= What is being asked =
Output each line of the material exactly as it stands.

= Coordinate labeling data =
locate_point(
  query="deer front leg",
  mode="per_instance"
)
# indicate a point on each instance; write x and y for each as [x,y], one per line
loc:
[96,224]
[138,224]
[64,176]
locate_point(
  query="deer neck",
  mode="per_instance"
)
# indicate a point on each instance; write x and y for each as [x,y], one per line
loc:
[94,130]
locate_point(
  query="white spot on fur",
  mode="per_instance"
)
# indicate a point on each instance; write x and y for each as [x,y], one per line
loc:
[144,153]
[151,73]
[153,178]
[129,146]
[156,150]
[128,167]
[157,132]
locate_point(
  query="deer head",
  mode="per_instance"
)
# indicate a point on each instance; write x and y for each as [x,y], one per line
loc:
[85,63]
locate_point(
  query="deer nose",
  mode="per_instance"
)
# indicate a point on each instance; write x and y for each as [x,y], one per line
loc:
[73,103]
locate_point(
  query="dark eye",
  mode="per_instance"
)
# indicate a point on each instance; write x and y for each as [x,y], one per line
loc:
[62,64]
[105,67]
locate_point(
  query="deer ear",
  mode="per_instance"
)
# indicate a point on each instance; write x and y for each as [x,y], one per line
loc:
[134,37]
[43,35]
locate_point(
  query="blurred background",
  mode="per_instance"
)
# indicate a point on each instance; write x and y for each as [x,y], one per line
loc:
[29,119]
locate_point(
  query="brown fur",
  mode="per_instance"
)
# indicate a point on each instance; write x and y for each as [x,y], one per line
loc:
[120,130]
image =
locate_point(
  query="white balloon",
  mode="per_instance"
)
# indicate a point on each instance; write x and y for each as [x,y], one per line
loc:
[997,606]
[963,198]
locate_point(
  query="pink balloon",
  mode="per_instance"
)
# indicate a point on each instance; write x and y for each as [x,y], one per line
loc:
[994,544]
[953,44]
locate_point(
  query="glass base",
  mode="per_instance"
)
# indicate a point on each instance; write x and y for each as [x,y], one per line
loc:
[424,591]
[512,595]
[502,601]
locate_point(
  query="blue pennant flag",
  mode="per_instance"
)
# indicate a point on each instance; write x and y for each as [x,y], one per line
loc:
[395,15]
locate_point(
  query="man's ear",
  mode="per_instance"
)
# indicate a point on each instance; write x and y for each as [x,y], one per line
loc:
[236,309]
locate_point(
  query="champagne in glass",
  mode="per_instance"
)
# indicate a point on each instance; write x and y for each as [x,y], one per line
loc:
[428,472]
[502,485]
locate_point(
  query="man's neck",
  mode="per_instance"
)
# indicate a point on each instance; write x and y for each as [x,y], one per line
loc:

= Result of this exercise =
locate_point(
  query="deer front leg",
  mode="per_instance"
)
# indicate a point on each instance; write x and y for each as [x,y], one per line
loc:
[96,224]
[138,224]
[64,176]
locate_point(
  query="deer neck",
  mode="per_instance"
)
# indicate a point on each instance; write x and y for each as [x,y], one per line
loc:
[94,130]
locate_point(
  query="white spot on fur",
  mode="per_instance"
)
# indicate a point on each instance; write x and y for each as [x,y], one per line
loc:
[144,153]
[151,73]
[153,178]
[129,146]
[156,150]
[128,167]
[157,132]
locate_point(
  query="deer head",
  mode="per_instance"
)
# indicate a point on each instance; write x and y for each as [x,y], one per line
loc:
[85,63]
locate_point(
  query="deer nose",
  mode="per_instance"
)
# indicate a point on each instance; write x and y for each as [x,y], one per line
loc:
[73,103]
locate_point(
  query="dark eye",
  mode="per_instance"
)
# indicate a point on each instance; write x and y for each as [x,y], one per line
loc:
[62,64]
[105,67]
locate_point(
  query="deer ear",
  mode="per_instance"
)
# indicate a point on each instance; write x and y for each as [x,y], one per line
loc:
[134,37]
[43,35]
locate_point(
  query="blurred background",
  mode="per_instance"
)
# indicate a point on each instance; write x and y for each as [x,y], one per line
loc:
[29,119]
locate_point(
  query="brown fur",
  mode="per_instance"
)
# indicate a point on each instance; write x and y for each as [x,y], one per line
loc:
[120,130]
image =
locate_point(
  query="white balloon",
  mode="per_instance"
)
# indicate a point on each instance; write x and y for each as [x,y], one per line
loc:
[997,606]
[963,198]
locate_point(
  query="pink balloon",
  mode="per_instance"
)
# indicate a point on each instance; write x and y for each as [x,y], one per line
loc:
[994,544]
[953,44]
locate_point(
  query="glass base",
  mode="per_instance"
)
# indicate a point on each instance; write x and y for each as [x,y], one per line
loc:
[424,591]
[512,595]
[502,601]
locate_point(
  query="blue pennant flag",
  mode="per_instance"
)
# indicate a point on each instance; write x and y for each as [x,y], one per line
loc:
[395,15]
locate_point(
  query="man's ear",
  mode="per_instance"
)
# indicate a point on each instance; write x and y for each as [x,y], one per line
loc:
[236,309]
locate_point(
  query="champagne in glass",
  mode="per_instance"
)
# indicate a point on each instance; write x and y for each as [x,y], one per line
loc:
[428,472]
[502,485]
locate_point(
  query="man's neck",
  mode="per_instance"
)
# indicate a point on each instance; write x and y for each as [x,y], one per line
loc:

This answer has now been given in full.